- _WRITTEN PROBLEM_: The exercise asks for every line of the data to be reproduced exactly.
-- begin --
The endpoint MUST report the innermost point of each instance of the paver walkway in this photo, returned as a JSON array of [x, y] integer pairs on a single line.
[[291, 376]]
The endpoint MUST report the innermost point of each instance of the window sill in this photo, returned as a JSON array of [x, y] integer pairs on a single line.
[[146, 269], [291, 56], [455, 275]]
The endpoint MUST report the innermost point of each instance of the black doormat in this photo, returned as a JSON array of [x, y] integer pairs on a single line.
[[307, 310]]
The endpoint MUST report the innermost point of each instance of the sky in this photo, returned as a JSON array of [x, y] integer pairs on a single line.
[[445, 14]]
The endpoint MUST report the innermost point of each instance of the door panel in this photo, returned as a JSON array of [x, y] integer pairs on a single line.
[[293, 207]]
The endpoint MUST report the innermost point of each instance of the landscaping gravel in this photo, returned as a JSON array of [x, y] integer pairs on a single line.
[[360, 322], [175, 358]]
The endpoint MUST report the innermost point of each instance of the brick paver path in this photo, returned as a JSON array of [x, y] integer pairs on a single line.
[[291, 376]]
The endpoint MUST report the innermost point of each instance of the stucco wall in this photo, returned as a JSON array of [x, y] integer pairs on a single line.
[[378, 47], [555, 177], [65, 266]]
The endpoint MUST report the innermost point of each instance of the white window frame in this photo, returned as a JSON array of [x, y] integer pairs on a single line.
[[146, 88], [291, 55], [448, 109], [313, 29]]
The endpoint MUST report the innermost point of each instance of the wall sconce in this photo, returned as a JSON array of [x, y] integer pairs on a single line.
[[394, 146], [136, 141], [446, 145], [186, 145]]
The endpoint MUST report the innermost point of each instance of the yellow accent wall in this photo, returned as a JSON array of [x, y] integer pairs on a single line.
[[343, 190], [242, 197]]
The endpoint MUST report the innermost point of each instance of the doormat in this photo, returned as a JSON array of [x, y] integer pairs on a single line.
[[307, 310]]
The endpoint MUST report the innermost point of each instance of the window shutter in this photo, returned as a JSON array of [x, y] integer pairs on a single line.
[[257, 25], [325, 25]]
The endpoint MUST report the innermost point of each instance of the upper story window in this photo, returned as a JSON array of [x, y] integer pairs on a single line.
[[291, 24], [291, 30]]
-- end --
- _SOLUTION FOR THIS TASK_:
The endpoint MUST report the innermost point of each instance of the paver walkway in this photo, returned as a JSON array of [x, y] integer pairs on a single line.
[[291, 376]]
The endpoint MUST report the innermost point of each instance of the window sill in this photo, returned as a JSON array of [x, y] integer pairs on a single line.
[[146, 269], [291, 56], [455, 275]]
The endpoint MUST report the innermost point of each instance of the black doormat in this photo, returned as a JSON array of [x, y] integer pairs on a single line.
[[307, 310]]
The endpoint MUST report the innermost point of each instance of the sky in this photo, returned as a JSON array of [x, y] integer pairs on a single line.
[[445, 14]]
The endpoint MUST report the innermost point of each instance of the door panel in this photo, returned as a JSON array of [x, y] integer pairs on a single line.
[[293, 207]]
The endpoint MUST report the innermost point of each instance of the landscaping gravel in this photo, returned as a JSON array of [x, y] integer pairs on a single line.
[[360, 322], [175, 358]]
The endpoint MUST report the innermost point of each instance of the brick paver path in this photo, returned as a JSON array of [x, y] integer pairs on a single line.
[[291, 376]]
The endpoint MUST report the innermost point of each instance of the stucco wall in this photo, returned as a JSON array of [x, y] integer pairs on a single line.
[[378, 47], [555, 177], [65, 266]]
The endpoint MUST report the innermost point of each instance of the white window frame in this photo, returned as a JSON array of [x, y] integer pairs on a single line.
[[146, 88], [291, 55], [448, 109], [313, 29]]
The endpoint MUST report the innermost point of each instance of the wall sconce in this photo, returned as a JSON array of [x, y] integer pairs on a single line.
[[394, 146], [136, 141], [446, 145], [186, 145]]
The endpoint MUST report the innermost point of each instance of the yellow accent wall in this photo, returned as a JSON array of [x, y] integer pairs on a single line.
[[343, 190], [242, 197]]
The endpoint MUST report the innermost point of each instance of the doormat in this photo, returned as a JSON array of [x, y] integer pairs on a single line.
[[307, 310]]
The endpoint MUST report the innermost point of each instance of the window shutter in this photo, returned as a JSON array of [x, y] integer pairs on a single line.
[[257, 25], [325, 25]]
The endpoint MUST report the innermost point of each instance of the upper story window in this photo, returned as a JSON array of [x, y] integer pairs on a single line.
[[291, 24], [291, 30]]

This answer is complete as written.